=== LESEAUSZUG ===
Im Netz haben sich neue Formen der Öffentlichkeit gebildet: Was Nutzer*innen zu sehen bekommen oder nicht, regeln nicht zuletzt Algorithmen.

Die Infrastruktur des Internets basiert auf zahllosen Maschinen und Kabeln, Softwaresystemen und automatisierten Prozessen. Versteht man Bereiche des Internets oder des darauf aufsetzenden World Wide Webs als Sphären von Öffentlichkeit, berühren sowohl der Zugang zum Netz als auch die Möglichkeit, sich dort frei informieren und ausdrücken zu können, die gesellschaftliche Teilhabe.

UPLOAD-FILTER UND AUTOMATISIERTE MODERATION

Für große Debatten in Deutschland sorgt gegenwärtig im Frühjahr 2019 die geplante EU-Urheberrechtsreform. Kritiker*innen befürchten, dass durch den Artikel 13 (später 17) der EU-Richtlinie zum Urheberrecht de facto die Einführung von sogenannten Upload-Filtern verbindlich wird: Betreiber von Internetangeboten, die es Nutzer*innen erlauben, Inhalte hochzuladen und zu veröffentlichen, wären gezwungen, diese automatisiert auf mögliche Urheberrechtsverletzungen zu untersuchen. Dabei, so die Kritik, würde es zwangsläufig zu Fehlentscheidungen kommen, die Zitationsrechte, Meinungs- und Kunstfreiheit einschränken könnten. So sorgten bereits in der Vergangenheit die Fehlentscheidungen des Filters, den YouTube für die Erkennung urheberrechtlich geschützter Musik und Filme beim Upload von Videodateien seit geraumer Zeit einsetzt, immer wieder für Ärger. Trotz beachtlicher Fortschritte im Bereich des Maschinellen Lernens sind Upload-Filter weit davon entfernt, den Kontext von Videos „verstehen“ zu können: Läuft Musik nur im Hintergrund auf einer öffentlichen Veranstaltung? Wird in einem Video ein kurzer Filmausschnitt aus einem Kinostreifen nur zu dokumentarischen Zwecken gezeigt? Wer sich bereits einmal mit Audioassistenten wie Alexa oder Siri „unterhalten“ hat, weiß, dass es noch lange dauern kann, bis solche Systeme Ironie und andere menschliche Zwischentöne wahrnehmen, geschweige denn richtig interpretieren können.
===
SCHRIFTLICHE AUFGABE 1:
Welche Plattform setzt laut dem Leseauszug seit geraumer Zeit einen Filter ein, der beim Upload von Videodateien urheberrechtlich geschützte Musik und Filme erkennen soll?
SCHRIFTLICHE AUFGABE 2:
Geben Sie aus dem Leseauszug den Abschnitt wörtlich wieder, der mit „Im Netz haben“ beginnt und mit „die gesellschaftliche Teilhabe.“ endet.
SCHRIFTLICHE AUFGABE 3:
Übersetzen Sie diesen Satz aus dem Leseauszug ins Englische: „Für große Debatten in Deutschland sorgt gegenwärtig im Frühjahr 2019 die geplante EU-Urheberrechtsreform.“
=== DATENAUSZUG ===
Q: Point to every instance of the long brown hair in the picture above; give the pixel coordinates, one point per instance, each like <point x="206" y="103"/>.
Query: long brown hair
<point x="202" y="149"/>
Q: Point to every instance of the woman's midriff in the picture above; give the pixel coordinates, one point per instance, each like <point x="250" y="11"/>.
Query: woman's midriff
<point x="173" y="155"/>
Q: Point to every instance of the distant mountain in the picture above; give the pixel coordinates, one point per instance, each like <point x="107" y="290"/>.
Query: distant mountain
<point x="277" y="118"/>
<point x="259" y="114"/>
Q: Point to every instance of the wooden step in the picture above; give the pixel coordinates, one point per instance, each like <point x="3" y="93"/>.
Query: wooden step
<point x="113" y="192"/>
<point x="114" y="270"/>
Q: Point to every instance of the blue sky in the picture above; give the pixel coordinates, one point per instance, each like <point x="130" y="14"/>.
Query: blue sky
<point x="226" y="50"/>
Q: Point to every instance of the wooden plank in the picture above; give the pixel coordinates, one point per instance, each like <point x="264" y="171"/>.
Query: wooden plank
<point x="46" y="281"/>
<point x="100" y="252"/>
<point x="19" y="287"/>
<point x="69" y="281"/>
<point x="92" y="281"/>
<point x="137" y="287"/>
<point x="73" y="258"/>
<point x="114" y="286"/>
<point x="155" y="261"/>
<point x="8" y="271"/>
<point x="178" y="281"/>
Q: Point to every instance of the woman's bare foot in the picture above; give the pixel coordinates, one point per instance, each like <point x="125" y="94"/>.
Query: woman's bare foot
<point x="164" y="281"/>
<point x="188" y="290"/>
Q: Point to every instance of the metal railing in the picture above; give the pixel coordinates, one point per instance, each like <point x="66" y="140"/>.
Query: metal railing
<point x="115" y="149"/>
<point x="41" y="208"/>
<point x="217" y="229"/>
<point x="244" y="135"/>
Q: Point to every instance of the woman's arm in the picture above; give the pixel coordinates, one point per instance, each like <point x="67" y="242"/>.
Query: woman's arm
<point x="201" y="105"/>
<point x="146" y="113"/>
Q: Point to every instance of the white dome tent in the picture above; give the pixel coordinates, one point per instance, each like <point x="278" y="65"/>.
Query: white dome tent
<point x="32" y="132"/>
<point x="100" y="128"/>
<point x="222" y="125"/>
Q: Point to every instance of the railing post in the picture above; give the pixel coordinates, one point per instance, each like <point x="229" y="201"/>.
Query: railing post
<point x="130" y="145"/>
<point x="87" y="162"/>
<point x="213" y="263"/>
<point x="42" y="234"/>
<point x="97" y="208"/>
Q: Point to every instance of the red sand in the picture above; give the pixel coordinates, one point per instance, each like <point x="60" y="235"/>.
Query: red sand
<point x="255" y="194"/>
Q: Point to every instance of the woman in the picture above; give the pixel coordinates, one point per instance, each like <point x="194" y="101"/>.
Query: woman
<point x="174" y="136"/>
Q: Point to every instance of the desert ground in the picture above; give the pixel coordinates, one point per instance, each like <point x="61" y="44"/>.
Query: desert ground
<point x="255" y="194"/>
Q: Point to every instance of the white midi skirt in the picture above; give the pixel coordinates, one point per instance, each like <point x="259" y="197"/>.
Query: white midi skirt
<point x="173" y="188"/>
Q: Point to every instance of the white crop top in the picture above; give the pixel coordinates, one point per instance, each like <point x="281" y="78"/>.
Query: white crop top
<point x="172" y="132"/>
===
=== DATENAUSZUG ===
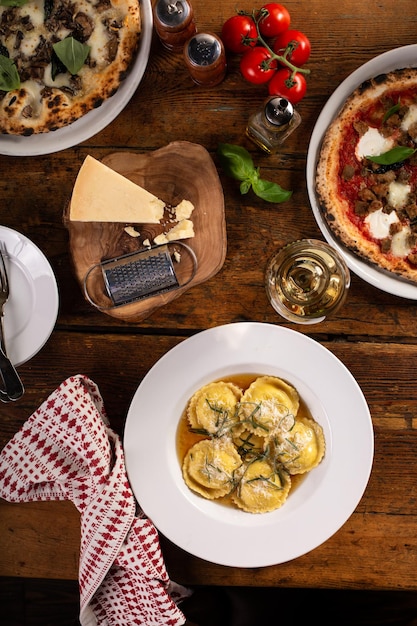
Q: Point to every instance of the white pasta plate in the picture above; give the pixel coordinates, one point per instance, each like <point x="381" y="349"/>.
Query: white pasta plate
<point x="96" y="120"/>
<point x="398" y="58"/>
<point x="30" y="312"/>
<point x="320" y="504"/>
===
VOLLSTÄNDIGE ANTWORT 1:
YouTube

VOLLSTÄNDIGE ANTWORT 2:
Im Netz haben sich neue Formen der Öffentlichkeit gebildet: Was Nutzer*innen zu sehen bekommen oder nicht, regeln nicht zuletzt Algorithmen.

Die Infrastruktur des Internets basiert auf zahllosen Maschinen und Kabeln, Softwaresystemen und automatisierten Prozessen. Versteht man Bereiche des Internets oder des darauf aufsetzenden World Wide Webs als Sphären von Öffentlichkeit, berühren sowohl der Zugang zum Netz als auch die Möglichkeit, sich dort frei informieren und ausdrücken zu können, die gesellschaftliche Teilhabe.

VOLLSTÄNDIGE ANTWORT 3:
The planned EU copyright reform is currently, in spring 2019, sparking major debates in Germany.